• **REQUIREMENT A**: Name every IDL routine that the code lines in the passage on correlation confidence intervals call.
• **REQUIREMENT B**: From the passage on correlation confidence intervals, copy the part that starts with the words containing "Let's start by" and ends with "with the correlation coefficient.".

--- PASSAGE TO READ Enclosed Below ---

ANSWER: It appears from a quick search of the Internet that the best way to do this is to use a Fisher Z Transformation to convert the distribution of the correlation coefficient into a normalized distribution from which a confidence level can be determined. The IDL code I will show you came from a snippet of SAS code found in this reasonably lucid account of the process by Shen and Lu. I had a bit of trouble (since I am no statistician) with one step in their process (picking the critical value of a 95 percent confidence limit), but I got some help with this in this article by David Lane, and in this more visual diagram.

Let's start by plotting some data and obtaining the correlation coefficient, rho.

   n = 101
   x = cgDemoData(1)+ RandomU(-3L, n) * 10
   y = cgDemoData(1)+ RandomU(-5L, n) * 10
   cgScatter2D, x, y, Coefficient=rho

A plot of the data is shown here.

Alternative text.
The scatter plot of the data with the correlation coefficient.
 

There are other wayy to calculate the correlation coefficient. For example, we could have done this.

   rho = Correlate(x, y)

However you get it, you need to apply the Fisher Z Transformation to it. The code, taken from the Shen and Lu paper, looks like this. The number 1.96 comes from a table of critical values for normalized distributions. The value for a 99 percent confidence level would be 2.58. The latter, of course, would result in a wider confidence interval.

    fisherTransform = 0.5D * (Alog(1+rho) - Alog(1-rho))
    sigmaz = 1.0D / Sqrt(n-3)
    l_95 = fisherTransform - (1.96D * sigmaz)
    h_95 = fisherTransform + (1.96D * sigmaz)

    lo95 = (Exp(2*l_95)-1)/(Exp(2*l_95)+1)
    hi95 = (Exp(2*h_95)-1)/(Exp(2*h_95)+1)

--- End of Enclosed PASSAGE TO READ ---
--- STORED DATA Enclosed Below ---

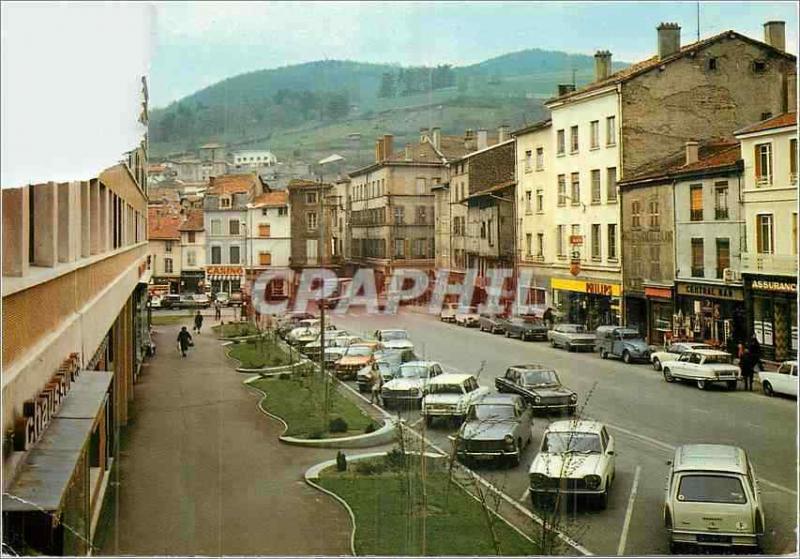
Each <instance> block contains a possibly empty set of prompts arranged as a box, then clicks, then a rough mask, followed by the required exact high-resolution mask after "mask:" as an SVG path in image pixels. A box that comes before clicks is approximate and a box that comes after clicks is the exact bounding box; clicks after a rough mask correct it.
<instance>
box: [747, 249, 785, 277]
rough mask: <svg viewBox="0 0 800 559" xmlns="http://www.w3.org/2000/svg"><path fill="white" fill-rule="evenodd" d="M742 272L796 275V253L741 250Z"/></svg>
mask: <svg viewBox="0 0 800 559" xmlns="http://www.w3.org/2000/svg"><path fill="white" fill-rule="evenodd" d="M742 272H744V273H763V274H791V275H796V274H797V255H796V254H795V255H792V254H760V253H756V252H743V253H742Z"/></svg>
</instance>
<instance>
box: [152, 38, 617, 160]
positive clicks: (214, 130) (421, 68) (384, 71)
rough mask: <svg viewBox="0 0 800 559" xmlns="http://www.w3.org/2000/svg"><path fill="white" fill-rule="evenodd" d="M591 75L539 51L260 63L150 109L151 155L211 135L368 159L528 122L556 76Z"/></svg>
mask: <svg viewBox="0 0 800 559" xmlns="http://www.w3.org/2000/svg"><path fill="white" fill-rule="evenodd" d="M622 66H624V65H622V64H615V69H616V68H618V67H622ZM593 72H594V59H593V57H591V56H586V55H573V54H567V53H563V52H550V51H542V50H538V49H530V50H525V51H520V52H515V53H510V54H506V55H502V56H499V57H496V58H492V59H489V60H486V61H483V62H480V63H478V64H474V65H470V66H464V67H455V68H454V67H451V66H449V65H439V66H436V67H430V68H429V67H401V66H396V65H388V64H365V63H360V62H352V61H338V60H326V61H318V62H310V63H306V64H298V65H294V66H286V67H282V68H275V69H270V70H259V71H256V72H250V73H247V74H241V75H238V76H234V77H232V78H228V79H226V80H223V81H221V82H219V83H216V84H214V85H212V86H209V87H207V88H205V89H202V90H200V91H197V92H196V93H194V94H192V95H189V96H187V97H185V98H184V99H181V100H180V101H178V102H176V103H172V104H171V105H169V106H167V107H164V108H160V109H153V110H152V112H151V121H150V151H151V157H152V158H153V159H159V158H163V157H167V156H175V155H179V154H181V153H185V152H191V151H193V150H195V149H196V148H197V147H198V146H200V145H202V144H203V143H206V142H209V141H215V142H221V143H224V144H225V145H226V146H227V147H228V148H229V149H236V148H248V147H261V148H267V149H270V150H272V151H273V152H274V153H275V154H276V155H277V156H278V157H279V158H280V159H283V160H286V159H298V158H301V159H306V160H308V161H313V160H314V158H315V157H317V156H318V155H327V154H328V153H330V152H332V151H335V152H338V153H341V154H342V155H344V156H345V157H347V158H348V160H349V161H351V162H353V163H356V162H359V163H360V162H366V161H367V160H369V159H370V158H371V157H372V148H373V145H374V140H375V137H377V136H379V135H381V134H384V133H392V134H394V135H395V137H396V145H398V146H399V145H402V144H403V143H405V142H408V141H411V140H412V139H413V138H415V137H416V136H417V134H418V131H419V128H420V127H431V126H439V127H441V128H442V131H443V132H444V133H445V134H463V132H464V130H465V129H467V128H473V129H477V128H481V127H485V128H489V129H493V128H495V127H497V126H498V125H499V124H502V123H505V124H508V125H510V126H511V127H512V128H515V127H518V126H522V125H524V124H525V123H530V122H534V121H536V120H539V119H540V118H542V117H544V116H545V114H546V111H545V109H544V107H543V105H542V101H543V100H544V99H547V98H548V97H551V96H552V95H553V93H554V92H555V91H556V88H557V85H558V84H559V83H571V82H572V79H573V74H574V77H575V81H576V83H577V84H578V85H579V86H580V85H581V84H583V83H586V82H588V81H589V80H591V78H592V75H593ZM353 134H361V137H360V140H359V139H358V138H357V136H356V137H355V139H354V136H352V135H353ZM348 138H349V139H348Z"/></svg>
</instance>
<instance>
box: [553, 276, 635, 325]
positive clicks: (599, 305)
mask: <svg viewBox="0 0 800 559" xmlns="http://www.w3.org/2000/svg"><path fill="white" fill-rule="evenodd" d="M550 288H551V289H552V291H553V302H554V306H555V307H556V309H557V310H558V312H559V313H561V315H562V317H563V318H562V320H563V321H564V322H569V323H573V324H584V325H585V326H586V327H587V328H588V329H589V330H594V329H595V328H597V327H598V326H601V325H605V324H619V323H620V315H619V310H620V296H621V293H622V286H621V285H620V284H618V283H610V282H602V281H585V280H573V279H560V278H551V279H550Z"/></svg>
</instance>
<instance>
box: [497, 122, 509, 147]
mask: <svg viewBox="0 0 800 559" xmlns="http://www.w3.org/2000/svg"><path fill="white" fill-rule="evenodd" d="M506 140H508V124H501V125H500V126H498V127H497V143H498V144H502V143H503V142H505V141H506Z"/></svg>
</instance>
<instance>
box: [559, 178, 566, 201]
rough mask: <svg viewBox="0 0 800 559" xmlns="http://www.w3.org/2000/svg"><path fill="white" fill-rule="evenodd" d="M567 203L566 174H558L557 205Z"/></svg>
mask: <svg viewBox="0 0 800 559" xmlns="http://www.w3.org/2000/svg"><path fill="white" fill-rule="evenodd" d="M566 204H567V176H566V175H558V205H559V206H565V205H566Z"/></svg>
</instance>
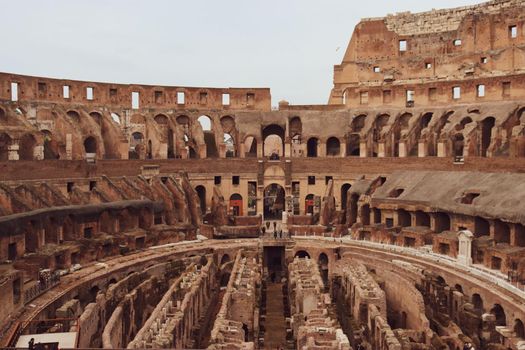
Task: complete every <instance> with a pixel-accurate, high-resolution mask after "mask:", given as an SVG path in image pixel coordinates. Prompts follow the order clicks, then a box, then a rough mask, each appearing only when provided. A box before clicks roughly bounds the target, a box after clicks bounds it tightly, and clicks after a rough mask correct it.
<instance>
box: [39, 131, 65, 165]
mask: <svg viewBox="0 0 525 350" xmlns="http://www.w3.org/2000/svg"><path fill="white" fill-rule="evenodd" d="M40 132H41V133H42V138H43V139H44V159H58V158H60V153H59V149H58V142H57V141H56V140H55V139H54V137H53V134H52V133H51V131H49V130H41V131H40Z"/></svg>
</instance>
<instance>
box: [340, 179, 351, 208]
mask: <svg viewBox="0 0 525 350" xmlns="http://www.w3.org/2000/svg"><path fill="white" fill-rule="evenodd" d="M351 187H352V185H351V184H349V183H345V184H343V185H342V186H341V209H342V210H346V205H347V203H346V202H347V200H348V190H349V189H350V188H351Z"/></svg>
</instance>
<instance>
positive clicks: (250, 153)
mask: <svg viewBox="0 0 525 350" xmlns="http://www.w3.org/2000/svg"><path fill="white" fill-rule="evenodd" d="M244 149H245V153H244V156H245V157H247V158H256V157H257V139H256V138H255V137H254V136H252V135H248V136H246V137H245V138H244Z"/></svg>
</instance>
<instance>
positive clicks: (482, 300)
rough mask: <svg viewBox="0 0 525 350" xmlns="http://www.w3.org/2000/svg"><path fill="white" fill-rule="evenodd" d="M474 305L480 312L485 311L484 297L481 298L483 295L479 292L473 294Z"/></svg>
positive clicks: (472, 300)
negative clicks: (479, 293)
mask: <svg viewBox="0 0 525 350" xmlns="http://www.w3.org/2000/svg"><path fill="white" fill-rule="evenodd" d="M472 305H474V309H475V310H477V311H478V312H479V313H483V312H484V309H483V299H481V296H480V295H479V294H477V293H475V294H472Z"/></svg>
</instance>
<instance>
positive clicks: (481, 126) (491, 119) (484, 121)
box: [480, 117, 496, 157]
mask: <svg viewBox="0 0 525 350" xmlns="http://www.w3.org/2000/svg"><path fill="white" fill-rule="evenodd" d="M495 124H496V119H495V118H494V117H488V118H485V119H483V121H482V122H481V150H480V155H481V156H482V157H486V156H487V151H488V149H489V147H490V141H491V138H492V128H493V127H494V125H495Z"/></svg>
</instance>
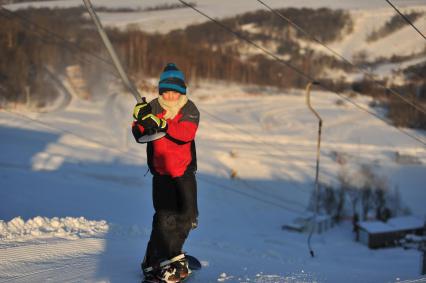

--- End of Enclosed STORED DATA ---

• **EXERCISE OUTPUT A**: cgDemoData, RandomU, cgScatter2D, Correlate, Alog, Sqrt, Exp

• **EXERCISE OUTPUT B**:
Let's start by plotting some data and obtaining the correlation coefficient, rho.

   n = 101
   x = cgDemoData(1)+ RandomU(-3L, n) * 10
   y = cgDemoData(1)+ RandomU(-5L, n) * 10
   cgScatter2D, x, y, Coefficient=rho

A plot of the data is shown here.

Alternative text.
The scatter plot of the data with the correlation coefficient.